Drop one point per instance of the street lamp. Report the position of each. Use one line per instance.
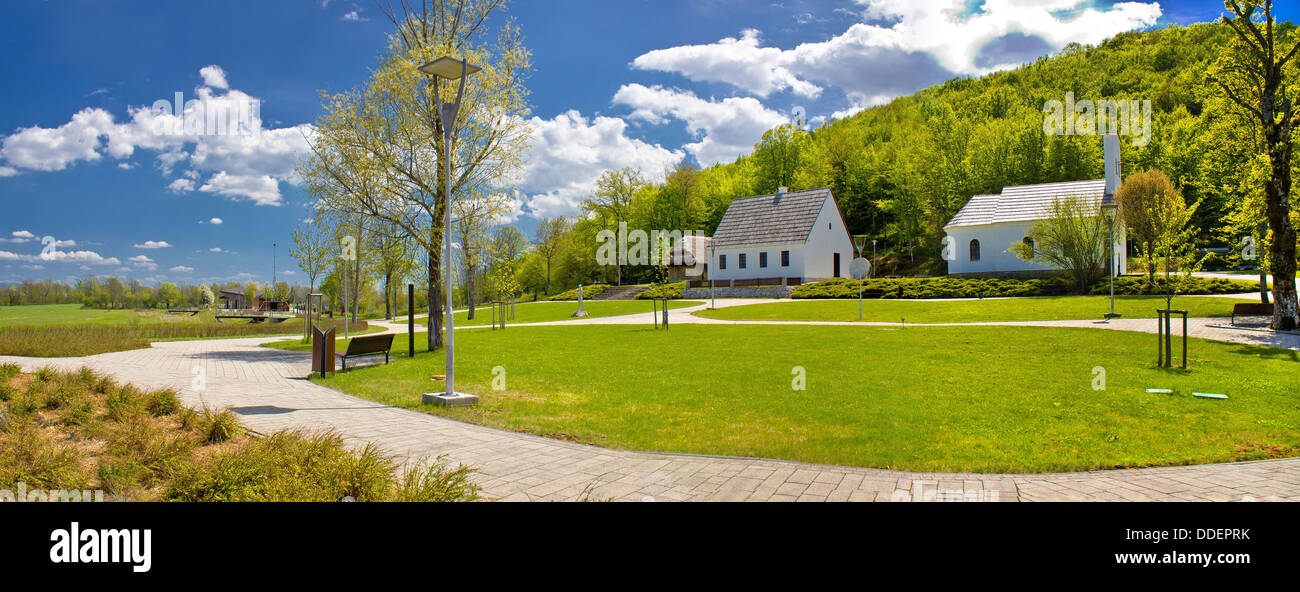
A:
(1110, 211)
(450, 69)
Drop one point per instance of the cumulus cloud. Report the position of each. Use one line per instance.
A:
(921, 43)
(20, 236)
(219, 134)
(142, 262)
(263, 190)
(215, 77)
(724, 129)
(737, 61)
(85, 258)
(571, 151)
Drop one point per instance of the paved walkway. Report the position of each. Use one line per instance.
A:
(267, 389)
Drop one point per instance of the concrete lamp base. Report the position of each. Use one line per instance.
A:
(454, 400)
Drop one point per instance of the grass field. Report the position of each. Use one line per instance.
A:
(57, 331)
(978, 398)
(553, 311)
(971, 311)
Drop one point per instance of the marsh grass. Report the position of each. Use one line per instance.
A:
(82, 431)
------------
## What to work on
Each line of the data needs to be output exactly, with any image excluded.

## Reply to the exercise
Drop one point per instance of the street lamp. Report the position of each. Use one line per instance.
A:
(1110, 211)
(450, 69)
Drop one point per instance of the cumulus cloud. Report the position of each. Use one line per instance.
A:
(921, 43)
(20, 236)
(219, 134)
(142, 262)
(263, 190)
(215, 77)
(724, 129)
(737, 61)
(85, 258)
(571, 151)
Drop one point per instance of the paved walkway. Report the position of each. Use one line per instance.
A:
(267, 389)
Drop one point per instance of the concrete lamp base. Report the position of each. Use one line per instance.
A:
(454, 400)
Drop one point per instance of the grass field. Report the position of each. Use one line per instance.
A:
(57, 331)
(978, 398)
(553, 311)
(971, 311)
Drop one point per instance of the marsh grass. Report the position of each. Use one line per instance.
A:
(82, 431)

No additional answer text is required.